■ REQUEST: Rewrite every line of the records with "wood" replaced by "timber" and everything else left as it is. Leave the pictures out of your answer.

..........

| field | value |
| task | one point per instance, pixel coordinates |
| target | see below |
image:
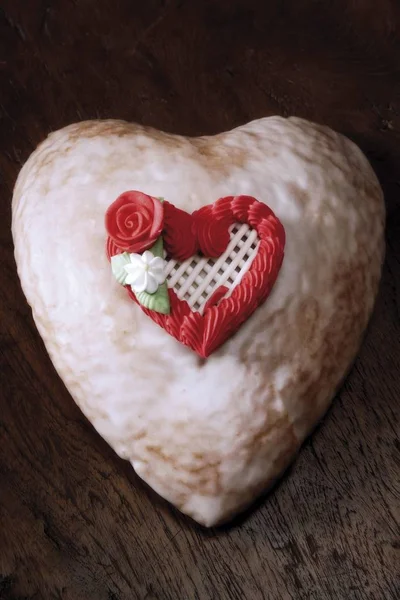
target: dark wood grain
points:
(75, 521)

..........

■ ANSWER TO THIS PROBLEM:
| field | value |
| task | one point per instance, pixel coordinates |
| target | see below |
image:
target: dark timber grain
points:
(75, 521)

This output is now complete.